The task — Without the pictures, repeat the listing character for character.

(Saved data entries)
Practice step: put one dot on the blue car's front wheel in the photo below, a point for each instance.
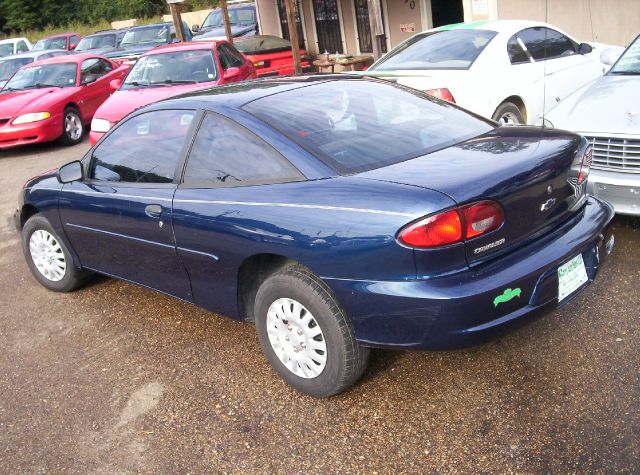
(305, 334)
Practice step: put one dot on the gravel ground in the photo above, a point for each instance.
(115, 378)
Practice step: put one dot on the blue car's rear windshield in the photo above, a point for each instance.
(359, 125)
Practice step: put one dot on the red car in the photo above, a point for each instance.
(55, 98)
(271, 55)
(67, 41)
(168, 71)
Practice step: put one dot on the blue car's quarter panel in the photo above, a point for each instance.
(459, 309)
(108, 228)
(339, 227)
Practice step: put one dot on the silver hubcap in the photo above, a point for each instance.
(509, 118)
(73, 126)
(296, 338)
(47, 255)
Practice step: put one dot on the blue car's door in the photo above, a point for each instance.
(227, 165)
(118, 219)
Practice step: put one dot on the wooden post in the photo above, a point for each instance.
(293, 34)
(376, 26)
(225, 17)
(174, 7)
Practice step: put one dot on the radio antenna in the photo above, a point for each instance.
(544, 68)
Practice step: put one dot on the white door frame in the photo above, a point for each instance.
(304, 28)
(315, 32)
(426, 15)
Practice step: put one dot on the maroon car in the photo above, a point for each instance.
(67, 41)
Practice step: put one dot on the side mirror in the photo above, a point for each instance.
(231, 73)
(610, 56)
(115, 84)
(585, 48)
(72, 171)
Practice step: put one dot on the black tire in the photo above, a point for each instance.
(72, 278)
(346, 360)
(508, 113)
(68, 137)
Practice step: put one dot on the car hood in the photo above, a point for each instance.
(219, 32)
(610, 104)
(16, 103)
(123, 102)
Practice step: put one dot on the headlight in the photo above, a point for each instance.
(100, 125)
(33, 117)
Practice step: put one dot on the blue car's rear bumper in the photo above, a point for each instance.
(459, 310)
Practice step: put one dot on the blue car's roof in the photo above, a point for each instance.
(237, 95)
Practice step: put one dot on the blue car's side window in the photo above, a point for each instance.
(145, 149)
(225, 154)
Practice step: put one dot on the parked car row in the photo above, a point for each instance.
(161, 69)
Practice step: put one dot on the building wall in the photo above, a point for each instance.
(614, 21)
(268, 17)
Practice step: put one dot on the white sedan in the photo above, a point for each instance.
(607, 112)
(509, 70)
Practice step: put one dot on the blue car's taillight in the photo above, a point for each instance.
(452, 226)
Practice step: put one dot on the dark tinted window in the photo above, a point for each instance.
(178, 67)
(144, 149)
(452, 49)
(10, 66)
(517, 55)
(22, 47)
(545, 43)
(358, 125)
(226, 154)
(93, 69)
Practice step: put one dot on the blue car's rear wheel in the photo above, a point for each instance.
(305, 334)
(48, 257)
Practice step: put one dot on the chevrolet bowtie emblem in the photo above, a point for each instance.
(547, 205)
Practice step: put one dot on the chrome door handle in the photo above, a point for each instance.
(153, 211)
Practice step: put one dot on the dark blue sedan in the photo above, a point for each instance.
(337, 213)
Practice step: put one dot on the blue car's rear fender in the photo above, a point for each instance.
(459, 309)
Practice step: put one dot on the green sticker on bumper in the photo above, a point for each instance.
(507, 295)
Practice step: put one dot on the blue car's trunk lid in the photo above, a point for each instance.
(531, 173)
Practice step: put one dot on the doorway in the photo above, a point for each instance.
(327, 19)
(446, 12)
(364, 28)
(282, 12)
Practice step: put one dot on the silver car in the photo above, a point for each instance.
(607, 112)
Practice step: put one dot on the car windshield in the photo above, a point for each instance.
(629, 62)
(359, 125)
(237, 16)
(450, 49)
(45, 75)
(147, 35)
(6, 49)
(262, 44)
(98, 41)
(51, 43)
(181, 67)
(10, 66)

Complete output —
Practice step: put one dot on the blue car's front wheel in the photo below, a point for each instance.
(305, 334)
Practice step: put one dot on the gravel ground in the photo above, a point for each instance.
(115, 378)
Practice step: put one dot on the blue car's rear windshield in the photo above, a point for each instance.
(359, 125)
Practice step: put one dot on the red car in the photo above, a point for each instance.
(55, 98)
(271, 55)
(67, 41)
(168, 71)
Practice step: put one dot on the blue car's quarter panel in the photo above, a point for each instance.
(459, 309)
(108, 228)
(339, 227)
Practice step: put one dot on the silver hubcap in the photo above, a point for each instance.
(509, 118)
(73, 126)
(296, 338)
(47, 255)
Practice step: put one dot on the blue car's door in the photo above, a point for each instance.
(227, 165)
(118, 219)
Practice step: put one dot on the wooden post in the photo above, a point for each instance.
(293, 34)
(376, 26)
(225, 17)
(174, 7)
Practice step: put one dot on the radio antenna in the photo above, a point for each instance.
(544, 68)
Practice step: put one dot on the white door frame in the photo above, a point for each instance.
(304, 28)
(315, 32)
(426, 15)
Practice step: put one dot on the maroon car in the photo above, a point for each instance.
(67, 41)
Practice step: put one dot on the side mirror in the photo above, a point for each instance.
(231, 73)
(610, 56)
(115, 84)
(585, 48)
(72, 171)
Practice step: put one dot on the black tire in the photo above, a point for each instance.
(72, 278)
(346, 360)
(508, 113)
(68, 137)
Practice step: put one dot on the car hood in the photo above, a point for each instance.
(219, 32)
(610, 104)
(16, 103)
(123, 102)
Practice step: put one dot on the headlight in the photo above, a point for each instance.
(100, 125)
(33, 117)
Practice step: put one dot on the blue car's rear bumper in the photo above, a point for each instance.
(459, 310)
Practice step: put one dot on the blue car's roof in the photo above, a point for each instance.
(237, 95)
Practice step: put one dot on the blue car's side window in the photo above, a point for each instance.
(145, 149)
(225, 154)
Practice step: put one dot on the parked car row in the photo above, a point for each instance.
(161, 69)
Practice step: put one dot on the building wall in the photo above, a point for each instance.
(614, 21)
(268, 17)
Practice step: put one dot on the white sedan in the photo above, a point for each instance.
(607, 112)
(509, 70)
Practice step: put one dot on the blue car's taillight in the photo above, a point for each instance.
(452, 226)
Practice step: put one dot on the dark tinted window in the photo above, a point for each instance.
(178, 67)
(144, 149)
(452, 49)
(10, 66)
(517, 55)
(22, 47)
(545, 43)
(358, 125)
(226, 154)
(93, 69)
Practice step: put one dot on the blue car's rear wheel in the photo above, a point for each instance.
(305, 334)
(48, 257)
Practice step: put one dot on the chevrolet bowtie emblem in the photo above, a point for each instance.
(547, 205)
Practice step: put one dot on the chrome door handle in the photo above, a point for each instance.
(153, 211)
Practice step: put one dot on the dark blue sedan in the photo above, a point for each instance.
(337, 213)
Practice step: put one dot on the blue car's rear fender in the photo above, a point for each instance.
(459, 309)
Practice step: put one dot on the green sticker on bumper in the photo above, a point for each instance.
(507, 295)
Practice step: put one dot on the blue car's trunk lid in the photo above, a point for each instance.
(531, 173)
Practice step: put one dot on the doorway in the photo above, a point for each instance.
(327, 19)
(446, 12)
(364, 28)
(282, 12)
Practice step: put one dot on the silver car in the photo above, a point for each instance.
(607, 112)
Practice step: put one dot on the car windshield in the photo above, a point for each instance.
(629, 62)
(359, 125)
(237, 16)
(450, 49)
(45, 75)
(147, 35)
(6, 49)
(262, 44)
(98, 41)
(51, 43)
(181, 67)
(10, 66)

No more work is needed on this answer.